▶ Problem description:
All of the data is to be set down again without alteration.

▶ Information:
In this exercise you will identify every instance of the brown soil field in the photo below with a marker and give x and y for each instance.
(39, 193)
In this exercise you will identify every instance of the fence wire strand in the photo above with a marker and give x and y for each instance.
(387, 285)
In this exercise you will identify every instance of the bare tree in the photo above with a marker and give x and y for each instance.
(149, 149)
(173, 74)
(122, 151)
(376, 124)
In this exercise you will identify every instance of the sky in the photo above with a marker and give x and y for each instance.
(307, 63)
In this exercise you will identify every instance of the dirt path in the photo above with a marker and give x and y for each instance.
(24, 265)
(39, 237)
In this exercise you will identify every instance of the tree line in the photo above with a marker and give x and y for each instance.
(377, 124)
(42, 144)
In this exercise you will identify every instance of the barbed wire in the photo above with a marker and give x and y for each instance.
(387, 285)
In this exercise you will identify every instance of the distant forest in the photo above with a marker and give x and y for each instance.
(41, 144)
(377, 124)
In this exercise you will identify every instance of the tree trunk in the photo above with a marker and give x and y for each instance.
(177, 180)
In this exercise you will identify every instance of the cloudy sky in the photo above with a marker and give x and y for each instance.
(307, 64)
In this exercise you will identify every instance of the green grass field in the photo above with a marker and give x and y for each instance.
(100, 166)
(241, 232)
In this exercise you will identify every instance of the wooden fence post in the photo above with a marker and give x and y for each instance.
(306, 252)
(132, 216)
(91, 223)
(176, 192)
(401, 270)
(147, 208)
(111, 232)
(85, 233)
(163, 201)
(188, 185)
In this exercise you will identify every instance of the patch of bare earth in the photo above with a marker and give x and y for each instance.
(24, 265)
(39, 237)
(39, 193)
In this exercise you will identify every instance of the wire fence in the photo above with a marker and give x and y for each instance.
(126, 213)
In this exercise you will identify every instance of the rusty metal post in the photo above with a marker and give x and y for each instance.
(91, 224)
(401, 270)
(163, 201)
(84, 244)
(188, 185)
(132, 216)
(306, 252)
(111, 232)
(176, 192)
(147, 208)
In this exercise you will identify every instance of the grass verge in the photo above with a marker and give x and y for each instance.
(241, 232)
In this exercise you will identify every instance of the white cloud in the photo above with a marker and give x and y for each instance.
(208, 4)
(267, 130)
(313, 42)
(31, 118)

▶ Answer to this task:
In this exercise you will identify every instance of the brown soil field in the photo below with a marker and give x and y for each instance.
(39, 193)
In this exercise you will identify every instance of the fence wire strand in the photo above with a marker and give x and y for each instance.
(387, 285)
In this exercise you will identify every instance of the bare tree in the photo above with a marker and give x and y for each instance.
(149, 149)
(173, 74)
(122, 151)
(376, 124)
In this exercise you will identify every instance of the sky in the photo above with a marker and give x and y for each instance.
(307, 63)
In this exercise you will identify every instance of the dirt path in the photo above with a marker and give x and y for each instance.
(24, 265)
(39, 237)
In this exercise you will identify every instance of the tree line in the photo above with a marker and give x and y for each instance.
(377, 124)
(42, 144)
In this exercise you will identify every instance of the barbed wire in the photo above with a marker and give x and y for each instance.
(387, 285)
In this exercise you will identify every instance of the distant forest in the photo above with a marker and give x and y for each instance.
(41, 144)
(377, 124)
In this exercise you will identify every instance of the tree trunk in the photo above with a marker and give x and y for each instance.
(177, 180)
In this exercise you will identify every instance of the cloudy sky in the photo above with a marker and give x and y for each instance.
(307, 64)
In this exercise you will identify every instance of the green grass field in the photo above with a marker and give x and y for each instance.
(100, 166)
(241, 232)
In this exercise you will identify every instance of the wooden fence post in the photo above with a marker and give x and y for each instance.
(306, 252)
(132, 216)
(91, 223)
(176, 192)
(401, 270)
(147, 208)
(111, 232)
(85, 233)
(163, 201)
(188, 185)
In this exercise you will identify every instance of the patch of bare earth in the photo above with a marker and give x and y for each instance.
(24, 265)
(39, 237)
(39, 193)
In this exercise you will identify every instance of the wire fence in the photo above with a marker and give x and y for each instance.
(126, 213)
In this exercise you will identify every instance of the rusty metal post in the photo above with a marker and give x and y for each instance.
(91, 224)
(401, 270)
(163, 201)
(84, 244)
(188, 185)
(132, 216)
(306, 252)
(111, 232)
(176, 192)
(147, 208)
In this exercise you will identify every instance of the grass verge in the photo above with a marker and give x and y for each instance.
(241, 232)
In this exercise you will identify every instance of the white cloud in the photo above with a marker and give x and y for each instance.
(208, 4)
(267, 130)
(313, 42)
(31, 118)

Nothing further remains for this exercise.